DESCRIPTION OF THE TASK
Please state how many lines in the records below contain the word "hillside", giving only the number.

(Collected data)
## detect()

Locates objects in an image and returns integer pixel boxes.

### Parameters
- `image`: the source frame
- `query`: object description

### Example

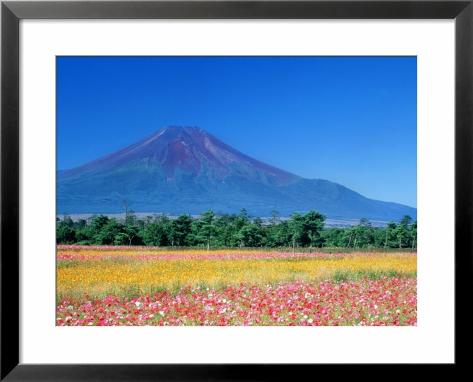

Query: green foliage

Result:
[56,221,76,244]
[189,210,217,250]
[56,212,417,250]
[236,222,265,247]
[302,211,325,247]
[141,215,171,246]
[171,214,192,246]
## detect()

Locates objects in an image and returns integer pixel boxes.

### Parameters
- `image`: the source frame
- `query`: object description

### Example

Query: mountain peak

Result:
[60,125,298,185]
[153,125,203,136]
[141,125,204,146]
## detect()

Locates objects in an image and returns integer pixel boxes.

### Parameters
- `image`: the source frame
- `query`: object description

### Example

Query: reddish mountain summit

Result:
[62,126,297,185]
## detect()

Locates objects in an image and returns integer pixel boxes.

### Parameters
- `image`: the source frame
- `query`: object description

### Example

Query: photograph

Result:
[55,56,417,326]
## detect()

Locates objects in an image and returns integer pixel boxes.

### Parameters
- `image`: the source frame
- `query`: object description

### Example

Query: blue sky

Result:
[57,56,416,207]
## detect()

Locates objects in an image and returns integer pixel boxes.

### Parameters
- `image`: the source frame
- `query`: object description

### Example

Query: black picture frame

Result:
[1,0,471,379]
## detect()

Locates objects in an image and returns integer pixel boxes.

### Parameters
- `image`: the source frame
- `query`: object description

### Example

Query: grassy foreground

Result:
[56,246,417,326]
[57,247,416,300]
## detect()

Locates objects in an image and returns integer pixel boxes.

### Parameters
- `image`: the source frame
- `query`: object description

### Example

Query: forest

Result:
[56,210,417,250]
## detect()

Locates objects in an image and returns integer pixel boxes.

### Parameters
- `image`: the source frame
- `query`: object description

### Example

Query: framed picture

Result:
[1,0,470,378]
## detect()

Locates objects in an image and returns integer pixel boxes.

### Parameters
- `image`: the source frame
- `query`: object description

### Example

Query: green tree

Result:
[395,215,412,248]
[85,215,110,243]
[321,228,345,247]
[410,220,417,250]
[303,211,326,248]
[123,224,141,245]
[141,215,171,246]
[171,214,192,246]
[381,222,398,249]
[274,220,292,247]
[214,214,236,247]
[351,218,375,248]
[192,210,217,250]
[236,221,265,247]
[56,221,76,244]
[94,219,125,245]
[288,213,305,249]
[142,222,164,246]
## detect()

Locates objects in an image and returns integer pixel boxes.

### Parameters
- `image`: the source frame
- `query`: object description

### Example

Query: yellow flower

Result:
[57,247,416,300]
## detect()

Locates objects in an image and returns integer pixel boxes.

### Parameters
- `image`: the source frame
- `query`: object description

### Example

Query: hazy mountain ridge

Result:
[57,126,416,220]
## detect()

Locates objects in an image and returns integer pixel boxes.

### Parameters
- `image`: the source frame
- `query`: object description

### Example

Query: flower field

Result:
[56,246,417,326]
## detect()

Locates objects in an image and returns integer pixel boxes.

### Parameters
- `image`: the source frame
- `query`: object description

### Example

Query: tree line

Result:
[56,210,417,250]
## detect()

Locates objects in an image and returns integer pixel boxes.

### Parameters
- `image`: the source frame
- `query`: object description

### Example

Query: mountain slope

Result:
[57,126,416,220]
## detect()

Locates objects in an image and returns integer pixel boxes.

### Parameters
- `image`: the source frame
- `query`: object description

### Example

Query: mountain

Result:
[57,126,416,221]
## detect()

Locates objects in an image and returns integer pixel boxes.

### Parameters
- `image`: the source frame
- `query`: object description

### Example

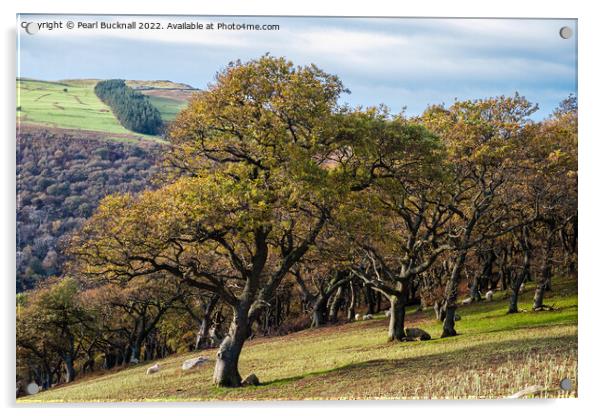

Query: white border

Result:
[2,1,601,415]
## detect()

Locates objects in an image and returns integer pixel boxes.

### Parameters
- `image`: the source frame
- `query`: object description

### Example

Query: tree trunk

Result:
[533,225,554,310]
[213,308,249,387]
[194,320,209,350]
[509,226,531,314]
[130,339,142,362]
[532,285,545,310]
[470,276,482,302]
[387,294,406,341]
[40,362,52,389]
[365,285,376,315]
[441,305,457,337]
[44,370,52,390]
[471,250,495,301]
[441,249,467,338]
[63,355,76,383]
[508,286,521,314]
[310,295,328,328]
[434,300,446,322]
[566,215,578,276]
[105,350,115,368]
[346,281,356,321]
[328,286,344,323]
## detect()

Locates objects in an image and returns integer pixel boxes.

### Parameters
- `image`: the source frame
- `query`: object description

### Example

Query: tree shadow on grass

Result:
[261,334,577,393]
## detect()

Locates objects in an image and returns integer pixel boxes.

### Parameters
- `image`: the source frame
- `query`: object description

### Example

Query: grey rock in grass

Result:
[485,290,494,301]
[506,385,545,399]
[242,373,260,386]
[405,328,431,341]
[146,363,160,375]
[182,356,209,371]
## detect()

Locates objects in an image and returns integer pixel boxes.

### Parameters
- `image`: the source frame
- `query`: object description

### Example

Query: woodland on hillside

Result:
[16,57,577,393]
[16,133,160,291]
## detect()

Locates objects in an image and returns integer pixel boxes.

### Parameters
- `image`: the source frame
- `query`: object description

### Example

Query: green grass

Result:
[16,78,187,140]
[18,278,577,402]
[17,79,135,134]
[147,95,187,121]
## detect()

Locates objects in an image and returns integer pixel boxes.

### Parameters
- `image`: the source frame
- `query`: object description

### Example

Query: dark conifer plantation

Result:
[94,80,164,135]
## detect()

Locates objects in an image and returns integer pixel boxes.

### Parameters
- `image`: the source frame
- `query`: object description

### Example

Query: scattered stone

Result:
[182,356,209,371]
[385,310,391,318]
[242,373,260,386]
[506,385,545,399]
[404,327,431,341]
[129,357,139,364]
[26,382,40,395]
[146,363,160,375]
[362,314,373,320]
[454,314,461,321]
[485,290,494,301]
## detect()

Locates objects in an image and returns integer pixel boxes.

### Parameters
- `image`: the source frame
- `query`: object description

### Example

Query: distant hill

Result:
[15,78,197,290]
[17,78,197,140]
[125,80,196,90]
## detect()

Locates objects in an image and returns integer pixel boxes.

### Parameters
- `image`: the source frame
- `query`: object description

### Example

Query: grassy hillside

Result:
[147,95,188,121]
[18,278,577,402]
[17,78,192,139]
[17,79,132,134]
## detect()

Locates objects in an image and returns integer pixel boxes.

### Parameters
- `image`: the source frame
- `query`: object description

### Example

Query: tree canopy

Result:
[17,57,577,393]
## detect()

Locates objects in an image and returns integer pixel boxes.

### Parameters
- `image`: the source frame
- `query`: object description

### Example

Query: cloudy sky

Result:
[17,15,577,119]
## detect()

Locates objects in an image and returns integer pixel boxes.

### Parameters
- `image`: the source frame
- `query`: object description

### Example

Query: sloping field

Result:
[17,79,135,135]
[18,278,577,402]
[16,78,192,139]
[146,95,188,121]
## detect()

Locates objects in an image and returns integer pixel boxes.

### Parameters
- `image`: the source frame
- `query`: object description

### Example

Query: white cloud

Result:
[18,15,576,118]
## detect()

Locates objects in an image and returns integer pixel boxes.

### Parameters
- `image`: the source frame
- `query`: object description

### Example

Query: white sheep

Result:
[146,363,160,375]
[485,290,494,301]
[354,313,361,321]
[362,314,373,320]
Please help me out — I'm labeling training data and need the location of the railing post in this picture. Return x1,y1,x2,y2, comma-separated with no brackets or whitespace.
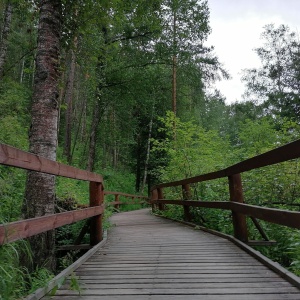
157,188,165,211
151,189,158,212
114,194,120,210
182,184,192,222
90,181,104,246
228,174,248,242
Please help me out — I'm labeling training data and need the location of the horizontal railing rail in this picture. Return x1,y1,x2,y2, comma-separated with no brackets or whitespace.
0,144,102,182
104,191,149,209
151,139,300,190
0,206,104,245
0,143,148,247
150,139,300,242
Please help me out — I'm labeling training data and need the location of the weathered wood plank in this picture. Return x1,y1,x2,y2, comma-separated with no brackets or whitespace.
0,143,102,182
0,206,103,245
43,209,300,300
52,287,300,296
151,199,300,229
46,295,300,300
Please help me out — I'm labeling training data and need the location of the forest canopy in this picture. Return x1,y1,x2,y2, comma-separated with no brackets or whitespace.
1,1,300,298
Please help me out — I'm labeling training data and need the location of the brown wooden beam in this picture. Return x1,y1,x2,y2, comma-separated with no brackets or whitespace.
246,240,276,246
230,202,300,229
104,191,148,199
152,139,300,190
0,206,103,245
150,199,231,210
228,174,248,242
182,184,192,222
250,216,269,241
57,244,92,251
90,182,104,246
151,199,300,230
157,188,164,211
0,143,103,182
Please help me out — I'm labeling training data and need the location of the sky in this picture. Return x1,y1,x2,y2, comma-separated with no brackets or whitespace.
206,0,300,104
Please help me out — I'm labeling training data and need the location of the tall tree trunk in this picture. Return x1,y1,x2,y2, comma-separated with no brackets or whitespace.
64,36,78,163
87,25,108,172
172,55,177,115
141,103,155,194
135,131,142,192
23,0,61,272
71,93,85,162
172,9,177,116
87,97,102,172
0,1,13,80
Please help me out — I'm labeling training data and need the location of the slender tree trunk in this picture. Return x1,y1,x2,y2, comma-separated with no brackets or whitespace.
172,10,177,116
64,36,78,163
87,26,108,172
0,1,13,80
20,58,25,83
135,131,142,192
172,55,177,115
87,96,104,171
71,94,85,162
141,103,155,194
23,0,61,272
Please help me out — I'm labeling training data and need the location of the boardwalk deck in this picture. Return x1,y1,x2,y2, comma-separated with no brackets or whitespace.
47,209,300,300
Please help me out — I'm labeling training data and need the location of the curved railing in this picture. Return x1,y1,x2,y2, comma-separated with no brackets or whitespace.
0,143,148,246
150,139,300,243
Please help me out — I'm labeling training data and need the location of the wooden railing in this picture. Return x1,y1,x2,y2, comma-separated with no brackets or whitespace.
0,143,147,246
105,191,148,210
150,139,300,243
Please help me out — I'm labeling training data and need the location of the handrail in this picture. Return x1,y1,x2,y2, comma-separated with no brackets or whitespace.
0,207,104,245
150,200,300,229
0,143,147,246
151,139,300,190
150,139,300,242
104,191,148,210
0,143,103,182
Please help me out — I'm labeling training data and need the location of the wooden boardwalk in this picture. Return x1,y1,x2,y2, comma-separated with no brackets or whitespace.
48,209,300,300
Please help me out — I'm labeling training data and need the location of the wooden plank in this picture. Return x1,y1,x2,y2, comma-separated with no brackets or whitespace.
74,277,285,283
57,244,92,251
230,202,300,229
229,173,248,241
53,287,300,296
44,209,300,300
46,295,300,300
247,240,277,246
151,199,300,229
0,206,103,245
90,182,104,245
150,199,231,209
104,191,148,199
25,234,107,300
0,143,103,182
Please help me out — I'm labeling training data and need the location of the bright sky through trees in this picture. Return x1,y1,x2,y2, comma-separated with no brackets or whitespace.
206,0,300,104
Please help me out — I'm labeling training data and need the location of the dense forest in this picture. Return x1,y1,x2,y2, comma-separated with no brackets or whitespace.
1,0,300,298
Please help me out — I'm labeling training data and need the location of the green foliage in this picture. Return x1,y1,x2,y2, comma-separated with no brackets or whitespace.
0,168,26,222
152,111,234,183
0,240,53,300
69,272,82,294
0,79,30,149
242,24,300,121
56,178,89,205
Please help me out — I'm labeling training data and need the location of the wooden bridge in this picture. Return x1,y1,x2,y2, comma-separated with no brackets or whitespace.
1,140,300,299
46,209,300,300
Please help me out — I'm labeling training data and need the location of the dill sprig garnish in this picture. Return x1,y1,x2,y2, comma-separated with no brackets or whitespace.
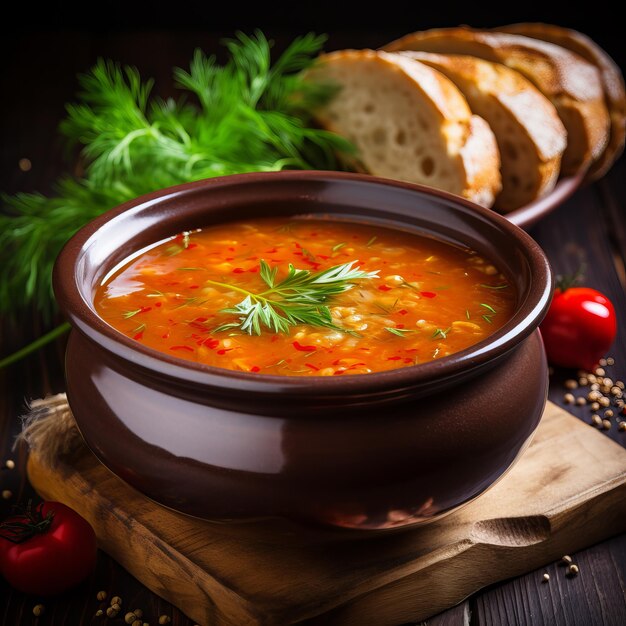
212,259,378,335
0,31,353,327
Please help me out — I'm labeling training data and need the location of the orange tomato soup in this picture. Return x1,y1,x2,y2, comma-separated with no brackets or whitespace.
94,218,516,376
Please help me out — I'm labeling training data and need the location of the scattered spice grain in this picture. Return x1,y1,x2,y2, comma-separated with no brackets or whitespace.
564,393,575,404
18,158,31,172
95,609,103,617
602,419,612,430
591,415,603,427
96,590,107,601
4,459,15,469
125,613,137,624
111,596,122,607
567,563,580,577
158,617,171,625
542,573,550,582
565,379,578,390
107,607,119,618
561,555,573,565
605,409,614,418
32,604,45,617
590,402,600,411
2,490,12,500
576,397,587,406
618,421,626,432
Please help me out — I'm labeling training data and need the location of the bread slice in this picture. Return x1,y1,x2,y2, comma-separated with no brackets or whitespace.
306,49,501,207
384,27,610,175
401,51,567,212
499,23,625,181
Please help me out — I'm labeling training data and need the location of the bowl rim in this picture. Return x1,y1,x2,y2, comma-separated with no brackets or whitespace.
53,170,553,395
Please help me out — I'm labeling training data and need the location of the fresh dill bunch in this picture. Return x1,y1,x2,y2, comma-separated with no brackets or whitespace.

RESULT OF THE EXERCISE
2